§ 演習用本文
▬▬▬▬▬▬

彼女が公(おおやけ)の場で苦しい涙を流したのは、2015年1月の全豪オープンがおそらく最後だったろう。 その前年から伊達公子は、左臀(でん)部の痛みに悩まされ続けていた。判然としない治療法に、回復のめどが立たぬ症状……

 彼女が公(おおやけ)の場で苦しい涙を流したのは、2015年1月の全豪オープンがおそらく最後だったろう。

 その前年から伊達公子は、左臀(でん)部の痛みに悩まされ続けていた。判然としない治療法に、回復のめどが立たぬ症状……。それらの不安を翌年にも持ち込んだ伊達は、全豪オープン初戦敗退後の会見の席で「すみません」と小さな声で詫びると、顔を両手に埋め、そのまましばらく微動だにしなかった。

▬▬▬▬▬▬

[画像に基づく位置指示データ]
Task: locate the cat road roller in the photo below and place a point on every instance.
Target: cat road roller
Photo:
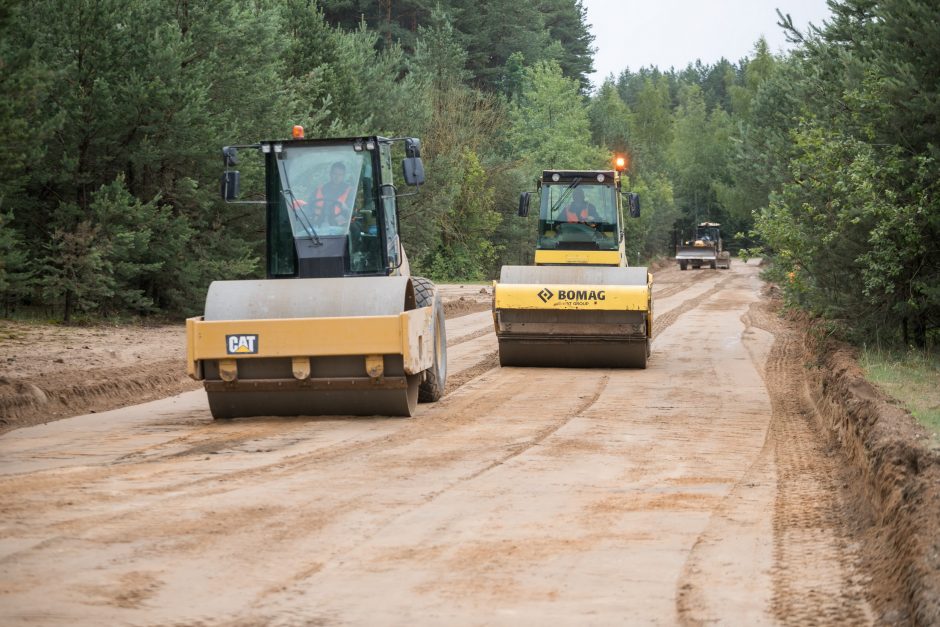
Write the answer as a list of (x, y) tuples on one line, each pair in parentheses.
[(579, 305), (339, 327)]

▬▬▬▬▬▬

§ 読解の応用
(A) 伊達公子に関する本文によると、伊達は前年からどの部位の痛みに悩まされていたか。
(B) 伊達公子に関する本文から、全豪オープン初戦敗退後の会見の席で伊達がとった行動をすべて挙げよ。
(C) 伊達公子に関する本文を、最後の文の後から書き継いでください。

§ 課題別の解答
(A) 左臀部の痛み。

(B)
- 「すみません」と小さな声で詫びた
- 顔を両手に埋めた
- そのまましばらく微動だにしなかった

(C)
「ジャパンウィメンズオープン」が伊達公子のラストゲームとなる

「試合がどうこうというよりも、このケガから先が見えない、身体がついていかない日がずっと続いていて。それが年齢なのか、ケガなのか、気持ちなのか……。今回コートに立つべきかどうかすら考えたくらいで……」

 目を赤くした顔を上げた後は、そう言葉を絞り出すのが精一杯。思うように動かぬ身体を気持ちでつなぎ止め、当時の彼女は戦っていた。その気持ちが「いつブツっと切れるかわからない」ことをも、素直に認める。

「ただ”その日”が、確実に近づいていることは感じる……」

 約2年半前――真夏のメルボルンの会見室で、彼女は集まる報道陣を前に、そんな言葉をこぼしていた。

 以降の彼女はいかなるときも……少なくとも報道陣を前にしたときは、前向きな姿を崩さなかった。痛みの理由が「大転子(だいてんし)の滑液包炎(かつえきほうえん)」という聞き慣れぬ症状であることを諧謔(かいぎゃく)的に語り、「こんなよくわからないケガが理由でやめるわけにはいきませんよ」と笑みを広げた。臀部のみならず肩、そしてひざにも痛みを覚えながらも、戦いをやめようとはしなかった。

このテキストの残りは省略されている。